**Provided text**
##############################

Sleep is a cornerstone of long-term brain health and vibrant energy. It also plays a surprising part in weight control. Many studies have shown that chronic failure to get enough sleep increases the risk of being overweight or obese. You should get at least seven hours of sleep per night, that is why I want to discuss the new challenge I recommend for you to take.
Sleep deprivation lowers levels of leptin (the hormone that tells you to stop eating when you’re full), and increases levels of the hormone ghrelin (which promotes appetite) and levels of orexin, a neurotransmitter that increases food cravings. In other words you actually feel fuller, more satiated, and get thinner by sleeping!
Being overtired also interrupts healthy glucose metabolism, making your body more resistant to insulin, which over time can lead to type 2 diabetes. Lack of sleep is also linked to high blood pressure, heart attack, and increased risk of car accidents, depression, and substance abuse. And you don’t need scientific research to tell you that when people are exhausted they become forgetful, inattentive, and irritable.
You are more likely to make poor decisions when you don’t get enough sleep. When you feel refreshed and rested, you feel energized, think clearly, and are much more likely to make smart choices about eating and exercising.
One study conducted on soldiers to test the effect of sleep on accuracy with firearms showed that soldiers who slept seven hours were 98% accurate during target practice. Soldiers who slept six hours were only 50% accurate. With five hours of sleep accuracy dropped to 28%, and with four hours of sleep they were a dangerous 15% accurate!
The Sleep Hygiene Challenge
For this challenge, I want you to focus on improving your sleep. If you’ve been following the The Brain Warrior’s Way* or The Omni Diet*, you may already have noticed a dramatic improvement in your sleep patterns. If not, now’s the time to find out why sleep eludes you and ways to improve it.
Work on assessing your sleep and making whatever changes are necessary to improve it. Focus on correcting anything that is hindering your “zzzzs.” Once you improve your sleep, you’ll see a big difference in your mood and your health 24 hours a day.
What is Keeping You Awake? Assess following:
- Do you have sleep apnea? If so, take it seriously, as it’s a disaster for brain health. Ask your partner if you snore obnoxiously with periods of holding your breath when you sleep. If so it’s a good indication that you should seek medical attention for sleep apnea.
- Do you take medications that interfere with sleep? Antihistamines, asthma medications, steroids, and anticonvulsants can interrupt sleep. Consult with your healthcare provider to look for options that won’t impact your sleep.
- Supplements such as green tea, rhodiola, SAMe*, and ginseng, which boost energy and focus, can interfere with a good night’s sleep if taken too late in the day. Limit these supplements to morning and early afternoon use if you have trouble sleeping.

##############################

**Excerpted data**

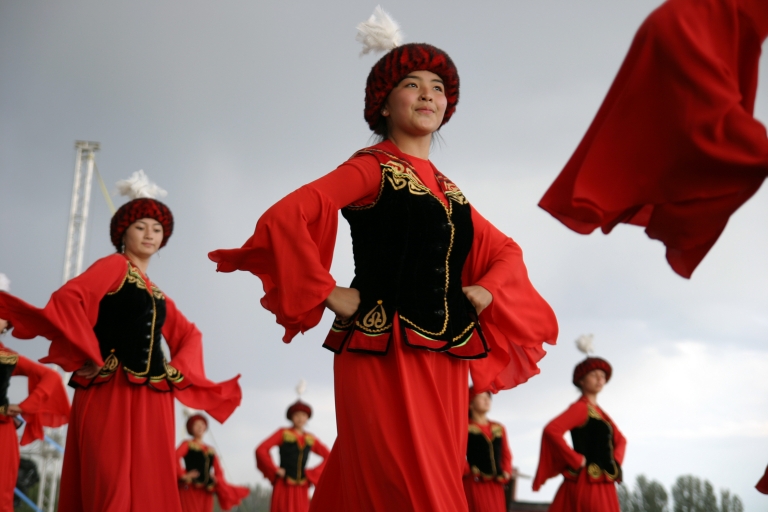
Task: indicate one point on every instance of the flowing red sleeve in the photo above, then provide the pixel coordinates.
(762, 485)
(186, 344)
(556, 456)
(291, 249)
(229, 495)
(264, 460)
(47, 404)
(181, 452)
(674, 146)
(68, 318)
(518, 321)
(314, 474)
(506, 454)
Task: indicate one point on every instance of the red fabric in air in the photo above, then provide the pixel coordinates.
(557, 457)
(488, 495)
(201, 500)
(674, 146)
(291, 251)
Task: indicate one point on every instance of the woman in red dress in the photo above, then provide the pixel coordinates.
(593, 466)
(291, 479)
(201, 475)
(105, 325)
(438, 291)
(46, 405)
(489, 461)
(675, 146)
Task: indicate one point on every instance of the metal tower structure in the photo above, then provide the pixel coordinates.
(50, 452)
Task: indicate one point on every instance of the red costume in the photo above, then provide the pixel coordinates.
(46, 405)
(396, 374)
(488, 459)
(120, 443)
(197, 495)
(674, 147)
(291, 492)
(590, 488)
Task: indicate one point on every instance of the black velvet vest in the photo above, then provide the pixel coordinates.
(8, 362)
(483, 454)
(201, 459)
(129, 329)
(293, 458)
(409, 250)
(594, 440)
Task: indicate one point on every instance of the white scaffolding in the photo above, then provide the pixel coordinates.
(49, 453)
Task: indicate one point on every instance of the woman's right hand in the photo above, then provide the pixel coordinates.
(343, 301)
(89, 370)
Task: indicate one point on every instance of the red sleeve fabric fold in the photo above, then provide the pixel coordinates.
(291, 249)
(47, 404)
(314, 474)
(229, 495)
(68, 318)
(556, 456)
(264, 461)
(186, 344)
(674, 146)
(518, 321)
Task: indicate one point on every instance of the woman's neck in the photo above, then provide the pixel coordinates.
(140, 263)
(410, 145)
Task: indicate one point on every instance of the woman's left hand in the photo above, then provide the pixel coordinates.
(478, 296)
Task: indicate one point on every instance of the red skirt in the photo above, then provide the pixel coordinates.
(120, 452)
(9, 463)
(195, 500)
(484, 496)
(289, 498)
(583, 496)
(402, 433)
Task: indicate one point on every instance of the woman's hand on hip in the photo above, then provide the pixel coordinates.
(89, 370)
(343, 301)
(478, 296)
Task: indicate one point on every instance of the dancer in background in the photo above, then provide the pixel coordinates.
(201, 475)
(593, 466)
(489, 461)
(105, 325)
(436, 286)
(675, 146)
(291, 480)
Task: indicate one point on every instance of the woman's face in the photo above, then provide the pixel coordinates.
(416, 105)
(481, 403)
(143, 237)
(198, 428)
(593, 382)
(299, 419)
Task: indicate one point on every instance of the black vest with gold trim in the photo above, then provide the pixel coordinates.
(201, 459)
(293, 458)
(409, 250)
(483, 454)
(594, 440)
(8, 361)
(129, 330)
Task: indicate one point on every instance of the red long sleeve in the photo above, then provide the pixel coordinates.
(674, 146)
(47, 404)
(556, 456)
(264, 460)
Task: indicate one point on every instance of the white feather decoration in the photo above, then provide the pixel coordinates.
(301, 388)
(585, 343)
(380, 33)
(138, 185)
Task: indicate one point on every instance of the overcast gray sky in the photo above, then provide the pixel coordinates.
(230, 105)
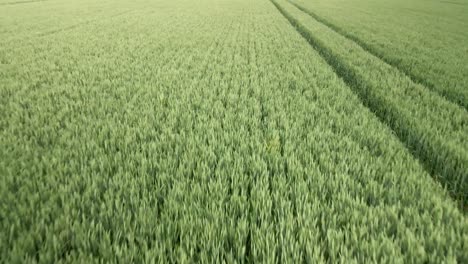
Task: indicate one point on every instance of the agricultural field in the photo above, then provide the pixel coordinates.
(237, 131)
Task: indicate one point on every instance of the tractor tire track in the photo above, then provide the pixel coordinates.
(452, 97)
(416, 142)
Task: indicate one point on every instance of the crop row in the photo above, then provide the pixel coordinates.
(414, 37)
(207, 131)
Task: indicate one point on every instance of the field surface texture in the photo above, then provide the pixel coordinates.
(233, 131)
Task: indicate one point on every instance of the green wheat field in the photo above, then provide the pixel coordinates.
(234, 131)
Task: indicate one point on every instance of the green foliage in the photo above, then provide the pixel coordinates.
(200, 131)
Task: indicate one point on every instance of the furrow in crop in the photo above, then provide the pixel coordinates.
(22, 2)
(453, 96)
(434, 130)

##############################

**Exercise details**
In the article on sleep, what accuracy did soldiers who slept six hours reach during target practice? The rows are separate material and have no connection to the article on sleep.

**Problem solution**
They were only 50% accurate.